═════ EXTRACT TO READ ═════
Paxton’s Office Takes Down Opioid Distribution Network

Items taken from Houston bust
Items taken from Houston bust | Image by Ken PAxton Attorney General for Texas

Attorney General Ken Paxton announced on Tuesday the takedown of a Houston pharmaceutical opioid distribution network following an investigation by his office’s Medicaid Fraud Control Unit.

A raid on the network resulted in the arrest of six individuals: Quineshia Evangeline Hollins, 33; Kerry Lewis Walker, 36; Gerald Dewayne Williams, 65; Trey Demon Neal, 34; James Glen Turk, 21; and Uzoanuuli Uzoaku WJ Payne, 52.

Each faces assorted charges related to conspiracy to distribute controlled substances, including oxycodone and hydrocodone, according to a press release. If convicted, they each face up to 20 years in prison and a fine of $1 million.

According to the release, Hollins owned the First Choice Rx 245 pharmacy, a Medicaid provider. He was alleged to have ordered controlled substances, after which he purportedly passed them on to co-conspirators to be sold on the streets. This was supposedly accomplished through an “illegal stash house operation in the Fifth Ward” called “Green Houses.”

The raid resulted in the seizure of firearms, some of which were stolen, a substantial amount of cash, and assorted controlled substances, including thousands of opioid pills.

Sgt. Ryan Moreland and Capt. Alex Chancia of the OAG’s Medicaid Fraud Control Unit conducted the investigation in cooperation with the DEA and the Justice Department’s Organized Crime Drug Enforcement Task Force. The FBI, IRS Criminal Investigations, U.S. Marshal’s Service, and Houston Police Department also assisted in the investigation.

The U.S. Attorney’s Office for the Southern District of Texas is prosecuting the case.

Funding for the OAG’s Medicaid Fraud Control Unit comes from taxpayer money allocated by the U.S. Department of Health and Human Services (75%) and the State of Texas (25%). The press release states, “For every dollar of state funding, the OAG’s Medicaid Fraud Control Unit has recovered more than $49 for taxpayers over the last three years.”

In Dallas, drug crime has been on the rise, with a total of 1,850 drug offenses clocked so far this year as of March 13, according to data from the City’s crime analytics dashboard.

Crime has also been rampant in Downtown Dallas, especially compared to Fort Worth’s city center. Comparative studies from the Metroplex Civic & Business Association have shown that many more reports of drug violations are logged in the former compared to the latter.

While Fort Worth patrols its downtown area with a dedicated police unit and private security officers, the City of Dallas opted to spend much less on law enforcement this year compared to other high-crime jurisdictions, such as Chicago, Los Angeles, and New York City. Officials budgeted DPD $654 million, suggesting the department’s longstanding officer shortage will continue.

DPD fields around 3,000 officers even though the City has previously recommended a force of roughly 4,000 based on Dallas’ population size.
═════ GIVEN INFORMATION ═════
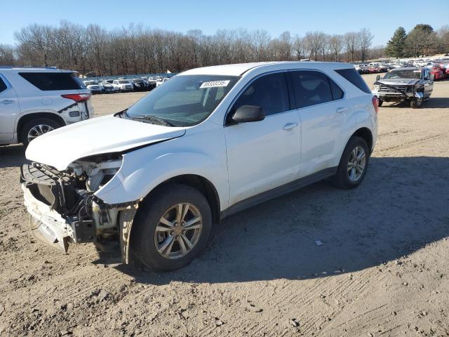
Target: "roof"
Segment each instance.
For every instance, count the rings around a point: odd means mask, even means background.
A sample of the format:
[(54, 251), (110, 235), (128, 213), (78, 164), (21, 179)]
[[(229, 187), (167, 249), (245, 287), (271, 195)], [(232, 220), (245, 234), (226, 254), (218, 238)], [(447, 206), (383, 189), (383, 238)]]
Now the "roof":
[(394, 70), (420, 70), (423, 67), (403, 67), (402, 68), (392, 69), (391, 70), (390, 70), (390, 72), (394, 72)]
[(342, 69), (354, 67), (352, 65), (333, 62), (310, 62), (310, 61), (278, 61), (278, 62), (256, 62), (252, 63), (236, 63), (234, 65), (214, 65), (192, 69), (180, 74), (180, 75), (226, 75), (241, 76), (245, 72), (255, 68), (269, 68), (273, 66), (284, 65), (285, 69), (295, 68), (316, 68)]
[(68, 70), (65, 69), (58, 69), (56, 67), (15, 67), (15, 66), (0, 66), (2, 71), (12, 72), (77, 72), (74, 70)]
═════
__ASSIGNMENT__
Please list the full names of everyone the article on the Houston opioid network takedown says was arrested in the raid. The records are separate material and not part of the article on the Houston opioid network takedown.

__TASK ANSWER__
Quineshia Evangeline Hollins
Kerry Lewis Walker
Gerald Dewayne Williams
Trey Demon Neal
James Glen Turk
Uzoanuuli Uzoaku WJ Payne